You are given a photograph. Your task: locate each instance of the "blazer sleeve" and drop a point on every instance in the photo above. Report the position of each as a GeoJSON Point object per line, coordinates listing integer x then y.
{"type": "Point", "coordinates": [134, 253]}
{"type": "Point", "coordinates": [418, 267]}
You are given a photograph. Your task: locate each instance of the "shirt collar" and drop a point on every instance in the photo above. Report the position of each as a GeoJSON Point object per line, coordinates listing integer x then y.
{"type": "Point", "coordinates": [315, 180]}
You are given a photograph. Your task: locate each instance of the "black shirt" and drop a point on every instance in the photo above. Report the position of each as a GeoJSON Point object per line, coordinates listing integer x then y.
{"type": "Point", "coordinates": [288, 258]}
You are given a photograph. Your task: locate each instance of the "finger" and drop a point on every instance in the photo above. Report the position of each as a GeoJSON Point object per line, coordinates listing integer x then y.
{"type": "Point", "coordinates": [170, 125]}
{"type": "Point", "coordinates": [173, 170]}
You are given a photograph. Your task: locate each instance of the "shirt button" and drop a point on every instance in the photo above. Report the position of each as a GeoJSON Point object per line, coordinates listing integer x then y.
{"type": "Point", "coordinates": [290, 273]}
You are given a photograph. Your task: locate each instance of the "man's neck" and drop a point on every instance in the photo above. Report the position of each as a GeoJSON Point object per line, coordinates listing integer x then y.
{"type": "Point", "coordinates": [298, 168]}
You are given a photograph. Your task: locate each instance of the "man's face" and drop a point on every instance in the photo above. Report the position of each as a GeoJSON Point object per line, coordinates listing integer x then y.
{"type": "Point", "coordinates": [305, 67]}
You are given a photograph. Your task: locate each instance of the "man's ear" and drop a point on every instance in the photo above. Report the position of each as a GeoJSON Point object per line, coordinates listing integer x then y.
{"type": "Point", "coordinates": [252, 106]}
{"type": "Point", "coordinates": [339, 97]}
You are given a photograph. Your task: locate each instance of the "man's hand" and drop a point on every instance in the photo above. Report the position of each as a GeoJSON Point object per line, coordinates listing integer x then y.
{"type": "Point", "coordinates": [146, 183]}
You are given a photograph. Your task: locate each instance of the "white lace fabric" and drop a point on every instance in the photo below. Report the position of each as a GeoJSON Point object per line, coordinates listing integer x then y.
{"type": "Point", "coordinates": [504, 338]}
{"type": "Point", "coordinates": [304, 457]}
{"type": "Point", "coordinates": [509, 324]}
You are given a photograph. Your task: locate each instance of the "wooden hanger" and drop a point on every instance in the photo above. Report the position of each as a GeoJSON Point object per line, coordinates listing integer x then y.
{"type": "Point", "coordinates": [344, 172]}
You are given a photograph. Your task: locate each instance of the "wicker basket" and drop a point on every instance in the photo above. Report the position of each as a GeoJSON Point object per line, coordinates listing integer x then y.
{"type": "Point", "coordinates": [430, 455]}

● ● ●

WHAT YOU SHOULD DO: Reproduce word for word the stretch of entries from the line containing "the photo below." through the end of the entries.

RESULT BELOW:
You are given a photograph. Your task: locate each instance of the "white lace fabric" and drop a point on every instance in the photo below. Report the position of each as a GeoJSON Point object per line, coordinates listing integer x then y.
{"type": "Point", "coordinates": [504, 338]}
{"type": "Point", "coordinates": [304, 457]}
{"type": "Point", "coordinates": [509, 324]}
You are given a photograph. Your task: locate each instance of the "wooden hanger" and drop a point on every instance in the photo above. Report the position of each as a GeoJSON Point object per line, coordinates listing integer x then y.
{"type": "Point", "coordinates": [344, 172]}
You are given a photograph. Your task: locate each instance of the "wicker basket" and drop a point on every instance in the photo above. Report the position of each as a GeoJSON Point object per line, coordinates listing integer x then y.
{"type": "Point", "coordinates": [430, 455]}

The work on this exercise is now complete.